## Supplied passage
# Palm trees, okay to burn?



## mjhfoster

While cutting up some of that cherry and Keyaki I spied a felled palm tree.  They grow in Japan and appear similar to the Windmill palm trees with the hairy bark.







Would I be able to split, season and eventually burn this type of tree?  

I suppose my question is in 2 parts.  Would the hairy bark be safe to burn (i.e. burning bits flying up the chimney pipe/or be smelly/ leave a residue...) and thus I'd need to remove the bark first?  

And secondly, is the wood similar to other trees (soft or hard) and *burnable*?

In my mind, trees are trees and all burn if seasoned properly, though some do a better job of giving out heat.  

Anyone tried palm?


----------



## PJF1313

ANYTHING is burnable ;-)

  I'm in the N.East, so, for me/us palms are out of the question (for now - unless global warming kicks into high gear, than I'll be under water! and what I burn will also be "wet", and the LEAST of my problems! :snake: )

 Hopefully, some of our WAY Southern tier; 50th State members will give you an idea.


----------



## JustWood

I always wondered what the guts of one of those lookyed like.
Cut one open ,take a pic and post it. Thanx ,I thinx.

## Jobs
• A. Shorten the paragraph of the palm tree thread that begins "I suppose my question is in 2 parts," keeping its main points.
• B. From the palm tree thread, copy word for word the passage from "Would I be able" to "the bark first?".

Point placement records:
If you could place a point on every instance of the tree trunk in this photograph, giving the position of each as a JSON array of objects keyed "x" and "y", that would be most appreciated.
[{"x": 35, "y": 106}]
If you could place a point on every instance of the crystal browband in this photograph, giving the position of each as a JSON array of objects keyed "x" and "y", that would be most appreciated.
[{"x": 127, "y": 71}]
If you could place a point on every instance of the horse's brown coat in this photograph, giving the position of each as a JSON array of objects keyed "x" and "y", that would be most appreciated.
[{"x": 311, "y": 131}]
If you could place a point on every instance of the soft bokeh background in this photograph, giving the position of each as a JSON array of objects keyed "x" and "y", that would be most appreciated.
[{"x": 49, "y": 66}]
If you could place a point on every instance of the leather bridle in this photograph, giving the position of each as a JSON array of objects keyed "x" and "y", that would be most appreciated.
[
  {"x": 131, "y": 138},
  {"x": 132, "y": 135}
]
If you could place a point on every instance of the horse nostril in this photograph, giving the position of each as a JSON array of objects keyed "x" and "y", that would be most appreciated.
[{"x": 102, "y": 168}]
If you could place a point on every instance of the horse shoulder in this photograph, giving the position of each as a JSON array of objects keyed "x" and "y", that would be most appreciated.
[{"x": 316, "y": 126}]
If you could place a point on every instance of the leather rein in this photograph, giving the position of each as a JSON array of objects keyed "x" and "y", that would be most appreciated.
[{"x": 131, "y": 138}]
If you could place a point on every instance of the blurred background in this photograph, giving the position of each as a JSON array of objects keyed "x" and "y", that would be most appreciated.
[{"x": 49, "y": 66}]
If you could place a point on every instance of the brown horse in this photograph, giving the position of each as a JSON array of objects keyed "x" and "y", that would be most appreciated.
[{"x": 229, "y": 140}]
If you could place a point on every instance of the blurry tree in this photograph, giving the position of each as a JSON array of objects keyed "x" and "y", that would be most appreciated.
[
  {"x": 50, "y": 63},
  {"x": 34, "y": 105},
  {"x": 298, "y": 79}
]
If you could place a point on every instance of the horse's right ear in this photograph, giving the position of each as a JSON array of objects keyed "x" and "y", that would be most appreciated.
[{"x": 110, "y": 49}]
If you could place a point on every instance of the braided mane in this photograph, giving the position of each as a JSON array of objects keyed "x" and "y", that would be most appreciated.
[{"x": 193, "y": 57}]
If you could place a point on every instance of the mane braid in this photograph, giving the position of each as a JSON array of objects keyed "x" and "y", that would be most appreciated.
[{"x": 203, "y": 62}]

## Answers for the exercise
• A. The question has two parts. The first is whether the hairy bark is safe to burn, since it might send burning bits up the chimney pipe, smell, or leave a residue, and so whether the bark would need to be removed first.

• B.
Would I be able to split, season and eventually burn this type of tree?  

I suppose my question is in 2 parts.  Would the hairy bark be safe to burn (i.e. burning bits flying up the chimney pipe/or be smelly/ leave a residue...) and thus I'd need to remove the bark first?